*The task*
Transcribe every entry below verbatim, keeping each line unchanged.

-- Start Records for processing --

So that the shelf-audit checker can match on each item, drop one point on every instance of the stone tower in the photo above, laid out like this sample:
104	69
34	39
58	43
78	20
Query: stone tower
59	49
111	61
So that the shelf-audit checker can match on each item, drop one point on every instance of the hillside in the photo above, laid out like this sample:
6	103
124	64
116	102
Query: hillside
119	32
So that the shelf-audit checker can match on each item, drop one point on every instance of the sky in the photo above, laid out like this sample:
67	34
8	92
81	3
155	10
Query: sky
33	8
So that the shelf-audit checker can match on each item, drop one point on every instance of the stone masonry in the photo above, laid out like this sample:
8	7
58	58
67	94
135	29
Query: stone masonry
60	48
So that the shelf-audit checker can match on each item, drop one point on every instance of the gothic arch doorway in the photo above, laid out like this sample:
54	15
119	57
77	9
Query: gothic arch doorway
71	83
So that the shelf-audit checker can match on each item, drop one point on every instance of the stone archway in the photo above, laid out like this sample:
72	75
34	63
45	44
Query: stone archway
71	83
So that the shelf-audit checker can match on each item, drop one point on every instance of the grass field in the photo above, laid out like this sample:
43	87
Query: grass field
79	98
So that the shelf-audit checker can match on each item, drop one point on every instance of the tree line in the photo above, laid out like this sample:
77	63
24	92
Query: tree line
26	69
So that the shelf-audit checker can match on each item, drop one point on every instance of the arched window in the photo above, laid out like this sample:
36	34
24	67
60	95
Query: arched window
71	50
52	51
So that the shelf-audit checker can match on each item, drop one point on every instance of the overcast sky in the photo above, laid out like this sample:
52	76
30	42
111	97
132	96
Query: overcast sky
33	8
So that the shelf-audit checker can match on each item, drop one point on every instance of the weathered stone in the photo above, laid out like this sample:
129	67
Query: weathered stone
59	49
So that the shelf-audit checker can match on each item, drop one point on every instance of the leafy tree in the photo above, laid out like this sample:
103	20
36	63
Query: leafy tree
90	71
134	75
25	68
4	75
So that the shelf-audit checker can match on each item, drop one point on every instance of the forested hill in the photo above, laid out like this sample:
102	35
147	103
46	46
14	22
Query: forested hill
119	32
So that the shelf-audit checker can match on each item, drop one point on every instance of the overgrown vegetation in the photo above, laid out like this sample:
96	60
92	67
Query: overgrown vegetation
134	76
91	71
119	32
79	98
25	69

-- End Records for processing --

*Correct output*
So that the shelf-audit checker can match on each item, drop one point on every instance of the stone tower in the photo above, laid out like this sample:
104	69
34	39
58	43
78	20
Query: stone tower
59	49
111	61
So that the shelf-audit checker can match on each item, drop one point on every instance of the hillside in the photo above, laid out like this sample:
6	103
124	64
116	102
Query: hillside
119	32
So that the shelf-audit checker can match on each item, drop one point on every instance of the sky in the photo above, laid out like this sample:
67	34
8	92
81	3
155	10
Query: sky
33	8
So that the shelf-audit checker can match on each item, drop one point on every instance of the stone masonry in the photo above, laid out like this sample:
8	7
58	58
67	94
135	29
Query: stone masonry
60	48
So that the shelf-audit checker can match on each item, drop one point on every instance of the gothic arch doorway in the photo above, laid out like this sample:
54	15
119	57
77	9
Query: gothic arch doorway
71	83
So that the shelf-audit checker can match on each item, drop one point on every instance of the stone archway in the photo above, laid out like this sample:
72	75
34	63
45	44
Query: stone archway
71	83
So that the shelf-audit checker can match on each item, drop one point on every instance of the grass field in the photo above, laid out like this sample:
43	87
Query: grass field
79	98
So that the shelf-audit checker can match on each item, drop one point on every instance of the tree line in the photo above, laid out like this sample:
77	63
24	92
Query: tree line
26	69
So that the shelf-audit checker can match on each item, drop one point on every instance of the arched window in the photo above, laid out like this sample:
36	34
24	67
60	95
Query: arched window
71	50
52	51
So that the shelf-audit checker can match on each item, drop one point on every instance of the overcast sky in the photo above, laid out like this sample:
52	76
30	42
111	97
132	96
Query: overcast sky
33	8
So that the shelf-audit checker can match on each item, drop one point on every instance of the weathered stone in the photo above, laid out like this sample:
129	67
Query: weathered stone
59	49
So that the shelf-audit checker can match on each item, drop one point on every instance of the leafy tree in the photo above, laid out like this sample:
103	20
36	63
Query: leafy tree
90	71
134	75
25	68
4	75
So that the shelf-audit checker can match on each item, drop one point on every instance of the forested hill in the photo above, laid out like this sample:
102	35
147	103
46	46
14	22
Query: forested hill
119	32
So that the shelf-audit checker can match on each item, drop one point on every instance of the overgrown vegetation in the photo above, laid out like this sample:
96	60
92	67
Query: overgrown vegetation
134	76
91	71
119	32
79	98
25	69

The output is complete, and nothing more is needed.